## Given entries

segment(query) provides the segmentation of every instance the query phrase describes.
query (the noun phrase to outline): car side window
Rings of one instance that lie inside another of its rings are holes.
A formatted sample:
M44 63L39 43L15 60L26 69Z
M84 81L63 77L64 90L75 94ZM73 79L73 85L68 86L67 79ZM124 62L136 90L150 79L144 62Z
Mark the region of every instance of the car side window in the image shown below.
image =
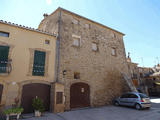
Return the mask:
M121 98L128 98L128 94L122 95Z
M129 95L129 98L138 98L138 96L135 95L135 94L130 94L130 95Z

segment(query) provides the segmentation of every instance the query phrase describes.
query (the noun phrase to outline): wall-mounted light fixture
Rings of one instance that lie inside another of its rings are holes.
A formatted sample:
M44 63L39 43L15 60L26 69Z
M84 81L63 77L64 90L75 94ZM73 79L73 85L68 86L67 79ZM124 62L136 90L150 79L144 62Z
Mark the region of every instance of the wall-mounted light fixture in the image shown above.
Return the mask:
M63 76L67 74L67 70L63 70Z

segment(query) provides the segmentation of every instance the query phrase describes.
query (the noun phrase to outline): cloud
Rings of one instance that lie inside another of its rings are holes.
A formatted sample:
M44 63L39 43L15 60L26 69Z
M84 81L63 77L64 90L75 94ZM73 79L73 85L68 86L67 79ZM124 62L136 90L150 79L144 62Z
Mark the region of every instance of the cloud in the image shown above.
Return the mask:
M52 0L46 0L46 3L47 3L48 5L51 5L51 4L52 4Z

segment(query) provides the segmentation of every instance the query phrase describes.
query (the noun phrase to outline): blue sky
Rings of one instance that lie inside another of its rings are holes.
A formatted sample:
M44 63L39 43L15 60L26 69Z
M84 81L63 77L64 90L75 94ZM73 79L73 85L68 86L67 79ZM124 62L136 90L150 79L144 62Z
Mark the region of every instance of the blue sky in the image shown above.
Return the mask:
M160 62L160 0L0 0L0 19L37 28L59 6L125 33L139 66Z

## What you are asked to do
Render every line of the material above as a JSON list of strings with one string per line, skipping blank lines and leaving out the pictures.

## Output of the exercise
[
  "segment(query) provides the segmentation of every instance the query phrase describes.",
  "query (the noun phrase to outline): car side window",
  "Rings of one instance that lie inside another of its rings are holes.",
  "A formatted sample:",
  "M44 63L39 43L15 60L26 69Z",
  "M84 81L63 77L64 90L75 94ZM73 79L73 85L68 86L67 79ZM124 62L136 90L150 79L144 62Z",
  "Mark the region of every instance of the car side window in the image shown below.",
  "image =",
  "Return the mask:",
  "M121 98L128 98L128 94L122 95Z",
  "M129 95L129 98L138 98L138 96L135 95L135 94L130 94L130 95Z",
  "segment(query) provides the segmentation of every instance the query phrase describes.",
  "query (the noun phrase to outline): wall-mounted light fixture",
  "Rings of one instance that lie inside another of its rings are holes.",
  "A formatted sample:",
  "M44 63L39 43L15 60L26 69Z",
  "M84 81L63 77L64 90L75 94ZM73 79L73 85L68 86L67 79ZM124 62L136 90L150 79L144 62Z",
  "Mark the region of every instance of the wall-mounted light fixture in the image shown above.",
  "Return the mask:",
  "M63 76L67 74L67 70L63 70Z",
  "segment(query) provides the segmentation of every instance the query phrase describes.",
  "query (the noun phrase to outline): cloud",
  "Rings of one instance that lie inside another of its rings are holes.",
  "A formatted sample:",
  "M44 63L39 43L15 60L26 69Z",
  "M84 81L63 77L64 90L75 94ZM73 79L73 85L68 86L67 79ZM124 62L136 90L150 79L144 62Z",
  "Mark the region of every instance of the cloud in the image shown above.",
  "Return the mask:",
  "M52 0L46 0L46 3L47 3L48 5L51 5L51 4L52 4Z",
  "segment(query) provides the segmentation of every instance the query phrase describes.",
  "query (the noun phrase to outline): blue sky",
  "Rings of one instance that lie inside another of its rings are holes.",
  "A formatted sample:",
  "M44 63L39 43L15 60L26 69Z",
  "M84 81L63 77L64 90L75 94ZM73 79L73 85L68 86L67 79ZM124 62L136 90L150 79L144 62Z",
  "Mark the region of every instance of the blue sky in the image shown above.",
  "Return the mask:",
  "M160 62L160 0L0 0L0 19L37 28L59 6L125 33L139 66Z"
]